*INSTRUCTIONS TO FOLLOW*:
Please reproduce the stretch from "Small Water Enterprises can" through "achieve this objective." in the passage on Small Water Enterprises, substituting "job creation" for "livelihood generation".

___ PASSAGE

New Delhi: The report on Small Water Enterprises: Providing Safe Drinking Water for Resilient Cities, a collaboration between Safe Water Network India and the National Institute of Urban Affairs (NIUA), USAID Urban WASH Alliance Partners, puts forward recommendations to support the transformation of India’s cities from water stressed to resilient with respect to safe drinking water.
Small Water Enterprises can benefit not only growing cities of India but other cities in the world struggling to mitigate climate change and keep pace with rapid urbanization. Cities and their residents who are seeking a better future need 24×7 access to safe, affordable water in easy reach of their living and working spaces. The report recommends including Small Water Enterprises (SWEs) as decentralized safe drinking water solution in city planning for the creation of resilient cities and thereby achieving the twin benefits of safe water for citizens and livelihood generation. It highlights the benefits and potential of expanding the SWE category in the urban environment, and recommends enhanced collaboration and partnerships between the Government and the private sector to achieve this objective.

______
___ DATA FOR ANALYSIS

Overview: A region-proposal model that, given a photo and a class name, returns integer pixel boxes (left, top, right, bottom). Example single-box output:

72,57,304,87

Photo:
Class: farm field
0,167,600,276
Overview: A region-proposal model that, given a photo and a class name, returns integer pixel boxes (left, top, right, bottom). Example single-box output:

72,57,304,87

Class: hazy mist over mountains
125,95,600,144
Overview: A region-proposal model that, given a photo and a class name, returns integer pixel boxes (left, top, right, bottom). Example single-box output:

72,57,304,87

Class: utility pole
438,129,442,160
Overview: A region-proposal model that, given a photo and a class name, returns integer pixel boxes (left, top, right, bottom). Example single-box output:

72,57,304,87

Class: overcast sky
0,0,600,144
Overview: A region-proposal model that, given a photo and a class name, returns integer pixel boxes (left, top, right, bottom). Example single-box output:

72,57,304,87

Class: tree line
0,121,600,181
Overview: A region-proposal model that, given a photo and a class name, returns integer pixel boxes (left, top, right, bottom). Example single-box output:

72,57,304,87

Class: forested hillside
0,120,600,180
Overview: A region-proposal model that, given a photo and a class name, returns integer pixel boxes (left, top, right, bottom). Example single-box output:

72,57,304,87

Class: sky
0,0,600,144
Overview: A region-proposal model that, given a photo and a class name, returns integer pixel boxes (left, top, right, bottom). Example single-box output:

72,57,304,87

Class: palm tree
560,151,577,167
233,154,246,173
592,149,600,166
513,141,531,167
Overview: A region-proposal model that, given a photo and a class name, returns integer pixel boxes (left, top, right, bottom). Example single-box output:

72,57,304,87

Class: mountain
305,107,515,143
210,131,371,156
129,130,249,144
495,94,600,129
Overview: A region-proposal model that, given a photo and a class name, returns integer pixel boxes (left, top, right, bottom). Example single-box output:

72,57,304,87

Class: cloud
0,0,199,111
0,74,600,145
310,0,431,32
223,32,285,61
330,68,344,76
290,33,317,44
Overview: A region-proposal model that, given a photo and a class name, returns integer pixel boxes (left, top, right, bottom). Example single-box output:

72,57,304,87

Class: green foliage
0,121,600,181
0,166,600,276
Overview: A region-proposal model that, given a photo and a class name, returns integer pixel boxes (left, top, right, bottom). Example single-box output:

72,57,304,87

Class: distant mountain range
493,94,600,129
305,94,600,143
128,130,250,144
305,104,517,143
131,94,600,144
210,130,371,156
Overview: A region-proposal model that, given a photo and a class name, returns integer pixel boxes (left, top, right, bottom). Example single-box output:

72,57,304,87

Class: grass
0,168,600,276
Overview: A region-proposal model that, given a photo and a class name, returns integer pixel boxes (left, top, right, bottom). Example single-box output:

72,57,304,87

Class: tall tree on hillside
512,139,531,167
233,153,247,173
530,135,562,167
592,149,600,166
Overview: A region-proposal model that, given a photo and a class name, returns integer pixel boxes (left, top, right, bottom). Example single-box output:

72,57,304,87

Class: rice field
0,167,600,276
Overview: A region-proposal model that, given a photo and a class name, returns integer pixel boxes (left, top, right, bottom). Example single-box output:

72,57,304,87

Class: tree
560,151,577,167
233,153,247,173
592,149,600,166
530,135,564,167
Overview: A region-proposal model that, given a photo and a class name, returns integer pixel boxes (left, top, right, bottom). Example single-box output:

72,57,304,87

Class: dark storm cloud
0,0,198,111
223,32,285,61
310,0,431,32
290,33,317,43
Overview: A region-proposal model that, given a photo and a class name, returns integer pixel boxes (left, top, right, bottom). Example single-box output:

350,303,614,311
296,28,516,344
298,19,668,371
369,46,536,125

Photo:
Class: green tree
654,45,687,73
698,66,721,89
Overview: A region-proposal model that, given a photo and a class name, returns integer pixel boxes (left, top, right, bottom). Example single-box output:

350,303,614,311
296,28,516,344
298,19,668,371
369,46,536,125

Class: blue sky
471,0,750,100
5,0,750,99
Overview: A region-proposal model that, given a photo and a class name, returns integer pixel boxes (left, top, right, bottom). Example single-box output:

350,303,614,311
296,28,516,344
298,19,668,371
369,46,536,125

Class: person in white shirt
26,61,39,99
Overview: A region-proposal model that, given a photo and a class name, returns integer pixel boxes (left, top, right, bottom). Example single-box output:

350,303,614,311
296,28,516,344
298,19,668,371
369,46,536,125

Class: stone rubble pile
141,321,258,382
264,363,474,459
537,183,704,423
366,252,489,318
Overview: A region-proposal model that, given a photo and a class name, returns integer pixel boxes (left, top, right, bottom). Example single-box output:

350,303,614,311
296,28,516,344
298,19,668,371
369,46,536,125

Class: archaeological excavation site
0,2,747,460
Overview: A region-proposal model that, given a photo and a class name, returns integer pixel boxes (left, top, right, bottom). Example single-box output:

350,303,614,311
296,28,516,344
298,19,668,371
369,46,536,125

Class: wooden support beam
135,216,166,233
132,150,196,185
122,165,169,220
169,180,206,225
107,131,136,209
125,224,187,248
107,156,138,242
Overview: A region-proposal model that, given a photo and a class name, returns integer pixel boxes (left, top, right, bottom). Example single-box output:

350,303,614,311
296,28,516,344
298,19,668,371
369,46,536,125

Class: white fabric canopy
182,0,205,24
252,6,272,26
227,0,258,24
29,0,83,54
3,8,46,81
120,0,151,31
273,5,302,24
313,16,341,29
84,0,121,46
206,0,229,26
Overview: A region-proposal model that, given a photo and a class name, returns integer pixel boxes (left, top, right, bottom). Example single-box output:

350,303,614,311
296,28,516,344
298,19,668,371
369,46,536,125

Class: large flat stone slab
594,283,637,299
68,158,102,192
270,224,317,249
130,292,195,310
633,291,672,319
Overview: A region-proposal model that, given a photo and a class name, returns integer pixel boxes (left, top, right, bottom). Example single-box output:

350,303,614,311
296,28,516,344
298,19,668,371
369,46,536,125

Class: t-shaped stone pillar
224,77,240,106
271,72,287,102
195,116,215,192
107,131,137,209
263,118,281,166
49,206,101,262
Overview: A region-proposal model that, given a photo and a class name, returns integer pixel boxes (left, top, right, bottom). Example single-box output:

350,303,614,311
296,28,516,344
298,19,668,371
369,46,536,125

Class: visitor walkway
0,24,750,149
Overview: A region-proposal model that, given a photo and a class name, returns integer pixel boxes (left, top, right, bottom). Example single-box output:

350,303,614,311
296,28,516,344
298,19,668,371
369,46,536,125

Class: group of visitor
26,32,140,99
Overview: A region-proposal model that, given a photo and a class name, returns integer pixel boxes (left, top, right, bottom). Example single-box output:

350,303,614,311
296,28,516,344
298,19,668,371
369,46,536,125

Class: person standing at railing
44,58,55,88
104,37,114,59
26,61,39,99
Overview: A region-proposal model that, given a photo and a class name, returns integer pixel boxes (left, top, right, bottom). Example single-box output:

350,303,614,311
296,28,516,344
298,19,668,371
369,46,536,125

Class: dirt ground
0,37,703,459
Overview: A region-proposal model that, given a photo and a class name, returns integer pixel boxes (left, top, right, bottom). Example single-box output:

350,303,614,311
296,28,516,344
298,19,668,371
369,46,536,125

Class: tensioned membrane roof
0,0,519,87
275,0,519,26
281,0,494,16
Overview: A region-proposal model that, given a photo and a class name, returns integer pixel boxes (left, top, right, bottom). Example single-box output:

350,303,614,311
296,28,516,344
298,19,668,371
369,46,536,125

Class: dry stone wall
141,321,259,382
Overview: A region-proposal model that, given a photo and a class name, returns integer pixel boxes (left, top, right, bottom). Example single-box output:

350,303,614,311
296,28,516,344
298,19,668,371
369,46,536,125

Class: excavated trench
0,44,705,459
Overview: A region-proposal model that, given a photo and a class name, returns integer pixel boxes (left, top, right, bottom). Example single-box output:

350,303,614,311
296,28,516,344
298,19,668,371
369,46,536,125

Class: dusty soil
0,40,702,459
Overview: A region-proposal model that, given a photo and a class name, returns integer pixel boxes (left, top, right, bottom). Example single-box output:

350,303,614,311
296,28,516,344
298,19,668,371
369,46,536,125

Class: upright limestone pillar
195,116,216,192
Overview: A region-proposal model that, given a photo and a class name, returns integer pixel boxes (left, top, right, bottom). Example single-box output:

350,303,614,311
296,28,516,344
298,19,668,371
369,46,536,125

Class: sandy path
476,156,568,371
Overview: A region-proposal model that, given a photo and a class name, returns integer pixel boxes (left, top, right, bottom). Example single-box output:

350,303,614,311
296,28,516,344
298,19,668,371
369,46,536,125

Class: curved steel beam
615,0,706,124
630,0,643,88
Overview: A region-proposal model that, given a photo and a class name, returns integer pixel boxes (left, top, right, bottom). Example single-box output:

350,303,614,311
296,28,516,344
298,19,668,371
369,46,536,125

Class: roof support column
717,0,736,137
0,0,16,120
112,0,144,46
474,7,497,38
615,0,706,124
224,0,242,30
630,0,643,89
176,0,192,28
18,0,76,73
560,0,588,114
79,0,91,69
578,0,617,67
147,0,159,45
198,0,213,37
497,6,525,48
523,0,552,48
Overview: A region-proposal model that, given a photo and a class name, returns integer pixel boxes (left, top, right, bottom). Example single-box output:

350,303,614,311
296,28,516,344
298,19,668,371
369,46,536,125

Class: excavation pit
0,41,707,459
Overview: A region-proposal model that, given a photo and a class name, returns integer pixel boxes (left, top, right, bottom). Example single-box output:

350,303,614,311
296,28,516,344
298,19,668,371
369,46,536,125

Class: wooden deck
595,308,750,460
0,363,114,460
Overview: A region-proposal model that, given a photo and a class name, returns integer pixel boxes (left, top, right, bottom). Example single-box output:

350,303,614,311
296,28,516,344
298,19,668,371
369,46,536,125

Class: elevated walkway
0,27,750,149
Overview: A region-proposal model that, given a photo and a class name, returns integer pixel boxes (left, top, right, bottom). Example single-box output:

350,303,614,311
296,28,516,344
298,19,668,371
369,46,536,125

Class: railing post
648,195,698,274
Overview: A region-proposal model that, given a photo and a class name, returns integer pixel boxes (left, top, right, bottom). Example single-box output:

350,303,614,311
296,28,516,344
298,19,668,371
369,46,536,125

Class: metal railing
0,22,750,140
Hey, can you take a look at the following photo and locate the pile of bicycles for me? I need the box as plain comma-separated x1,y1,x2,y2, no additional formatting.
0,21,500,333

______

*ANSWER BELOW*:
Small Water Enterprises can benefit not only growing cities of India but other cities in the world struggling to mitigate climate change and keep pace with rapid urbanization. Cities and their residents who are seeking a better future need 24×7 access to safe, affordable water in easy reach of their living and working spaces. The report recommends including Small Water Enterprises (SWEs) as decentralized safe drinking water solution in city planning for the creation of resilient cities and thereby achieving the twin benefits of safe water for citizens and job creation. It highlights the benefits and potential of expanding the SWE category in the urban environment, and recommends enhanced collaboration and partnerships between the Government and the private sector to achieve this objective.